PROBLEM TO WORK ON
Each line from the one containing "Identify a point on each instance of the man, one" to the final line of the listing below must be transcribed exactly; all others are left out.

DATA SHOWN
^^^^
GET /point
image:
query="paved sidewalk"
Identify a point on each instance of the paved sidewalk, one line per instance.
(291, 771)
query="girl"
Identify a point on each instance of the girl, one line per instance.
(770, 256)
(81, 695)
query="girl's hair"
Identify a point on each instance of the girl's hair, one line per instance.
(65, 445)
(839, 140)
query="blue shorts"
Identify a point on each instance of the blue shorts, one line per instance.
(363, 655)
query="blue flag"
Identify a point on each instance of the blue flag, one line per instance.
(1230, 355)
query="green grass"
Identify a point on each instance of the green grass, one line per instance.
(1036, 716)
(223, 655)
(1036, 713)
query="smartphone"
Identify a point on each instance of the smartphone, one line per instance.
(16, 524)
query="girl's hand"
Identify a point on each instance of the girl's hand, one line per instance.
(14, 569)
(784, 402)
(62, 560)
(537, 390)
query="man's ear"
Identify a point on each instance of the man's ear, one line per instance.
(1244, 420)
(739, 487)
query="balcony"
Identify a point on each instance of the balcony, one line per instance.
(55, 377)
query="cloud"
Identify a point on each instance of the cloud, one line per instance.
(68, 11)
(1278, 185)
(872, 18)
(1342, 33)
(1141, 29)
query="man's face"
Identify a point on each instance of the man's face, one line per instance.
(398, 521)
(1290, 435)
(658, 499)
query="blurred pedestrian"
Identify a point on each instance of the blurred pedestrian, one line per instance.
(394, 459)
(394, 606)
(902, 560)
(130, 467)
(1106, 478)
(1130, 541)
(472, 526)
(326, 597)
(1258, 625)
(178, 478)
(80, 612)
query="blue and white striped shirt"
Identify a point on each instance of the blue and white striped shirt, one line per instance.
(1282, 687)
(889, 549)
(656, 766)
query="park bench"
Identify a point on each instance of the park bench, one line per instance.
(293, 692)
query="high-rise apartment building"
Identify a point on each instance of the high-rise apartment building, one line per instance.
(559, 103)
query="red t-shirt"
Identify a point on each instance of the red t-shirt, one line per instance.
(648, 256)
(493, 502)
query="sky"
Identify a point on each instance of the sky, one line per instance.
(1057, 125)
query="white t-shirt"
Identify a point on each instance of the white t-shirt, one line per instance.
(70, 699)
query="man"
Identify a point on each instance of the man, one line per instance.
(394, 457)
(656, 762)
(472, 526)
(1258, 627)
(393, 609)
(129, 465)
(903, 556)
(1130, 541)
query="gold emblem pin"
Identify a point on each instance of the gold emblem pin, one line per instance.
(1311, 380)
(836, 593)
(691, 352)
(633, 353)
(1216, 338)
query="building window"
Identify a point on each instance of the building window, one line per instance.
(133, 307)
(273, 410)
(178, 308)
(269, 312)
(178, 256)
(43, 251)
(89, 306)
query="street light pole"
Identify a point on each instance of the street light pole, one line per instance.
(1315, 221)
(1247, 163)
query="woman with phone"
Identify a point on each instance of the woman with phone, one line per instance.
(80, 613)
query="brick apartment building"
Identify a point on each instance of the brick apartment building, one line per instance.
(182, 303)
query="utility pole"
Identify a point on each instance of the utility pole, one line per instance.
^^^^
ANSWER TO THE EXERCISE
Identify a point on each instance of the man, one line per instance.
(394, 457)
(656, 762)
(472, 526)
(1258, 627)
(393, 609)
(129, 465)
(903, 556)
(1130, 541)
query="gold emblem pin"
Identify a point on each instance of the gold emblem pin, one line per instance.
(1311, 380)
(836, 593)
(691, 352)
(633, 353)
(1216, 338)
query="building window"
Identify a point on each instance of the building window, one line per instance.
(133, 307)
(273, 410)
(178, 308)
(269, 312)
(178, 256)
(43, 251)
(89, 306)
query="street light pole"
Identify a point on each instance of the street light pole, one line per instance.
(1315, 221)
(1247, 163)
query="woman with phone"
Identify a point on each instance of the woman with phone, one line per instance.
(80, 613)
query="brick apartment building"
Identify a point on each instance of the brick apartment building, one line per instance.
(182, 303)
query="utility pole"
Identify a point on each instance of the utility pole, one line per instance.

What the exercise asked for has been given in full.